# Problem to work on
Retype the records below word for word, keeping every line as it stands.
-- Start Excerpted records --
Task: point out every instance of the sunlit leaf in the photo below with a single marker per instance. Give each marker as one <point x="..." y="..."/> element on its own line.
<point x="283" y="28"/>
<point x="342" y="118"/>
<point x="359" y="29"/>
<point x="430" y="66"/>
-- End Excerpted records --
# Result for this task
Task: point out every instance of the sunlit leaf in the photo below with a single marker per instance. Give each marker as one <point x="..." y="..."/> element on its own line.
<point x="283" y="28"/>
<point x="342" y="118"/>
<point x="359" y="29"/>
<point x="430" y="66"/>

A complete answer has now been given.